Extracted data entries
== == ==

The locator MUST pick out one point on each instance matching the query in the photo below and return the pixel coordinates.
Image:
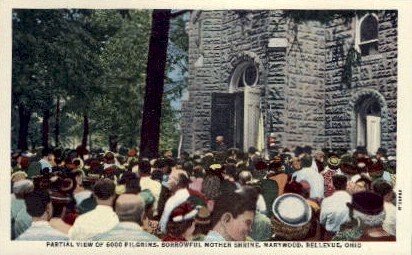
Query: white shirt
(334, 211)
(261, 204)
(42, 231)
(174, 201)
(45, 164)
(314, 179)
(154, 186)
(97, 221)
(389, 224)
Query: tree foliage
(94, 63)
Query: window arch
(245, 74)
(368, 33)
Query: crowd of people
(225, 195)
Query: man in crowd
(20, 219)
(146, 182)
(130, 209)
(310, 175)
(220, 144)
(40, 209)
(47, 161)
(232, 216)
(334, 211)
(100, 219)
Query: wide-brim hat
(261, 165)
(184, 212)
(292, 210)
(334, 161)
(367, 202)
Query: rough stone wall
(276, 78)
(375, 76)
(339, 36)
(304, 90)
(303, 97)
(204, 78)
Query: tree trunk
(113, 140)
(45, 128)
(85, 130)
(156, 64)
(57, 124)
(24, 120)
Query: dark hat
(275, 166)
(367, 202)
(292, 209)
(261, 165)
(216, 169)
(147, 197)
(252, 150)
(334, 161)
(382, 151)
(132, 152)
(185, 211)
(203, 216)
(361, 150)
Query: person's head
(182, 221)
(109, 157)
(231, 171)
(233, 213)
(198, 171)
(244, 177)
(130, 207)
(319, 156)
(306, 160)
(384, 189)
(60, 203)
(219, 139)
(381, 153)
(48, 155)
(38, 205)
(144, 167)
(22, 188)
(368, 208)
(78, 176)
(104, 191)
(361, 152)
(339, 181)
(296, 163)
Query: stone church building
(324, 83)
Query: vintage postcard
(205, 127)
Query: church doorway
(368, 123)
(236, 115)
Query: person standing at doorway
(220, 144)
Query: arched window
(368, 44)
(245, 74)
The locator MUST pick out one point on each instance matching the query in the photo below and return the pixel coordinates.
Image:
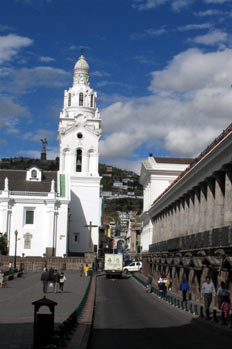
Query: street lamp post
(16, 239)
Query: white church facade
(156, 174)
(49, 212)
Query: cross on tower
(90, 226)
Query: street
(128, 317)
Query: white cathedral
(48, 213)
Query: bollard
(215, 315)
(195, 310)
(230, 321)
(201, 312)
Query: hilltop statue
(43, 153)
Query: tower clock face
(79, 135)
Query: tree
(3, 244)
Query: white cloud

== == ==

Repeat word for word each line from the one with "Query: street lamp post" to the end of the records above, inclusive.

Answer below
Query: street lamp post
(16, 239)
Query: white church facade
(156, 174)
(49, 212)
Query: cross on tower
(90, 226)
Query: street
(128, 317)
Query: white cathedral
(48, 213)
Query: bollard
(215, 315)
(195, 310)
(230, 321)
(201, 312)
Query: hilltop statue
(43, 153)
Query: tower clock face
(79, 135)
Query: tree
(3, 244)
Query: white cloud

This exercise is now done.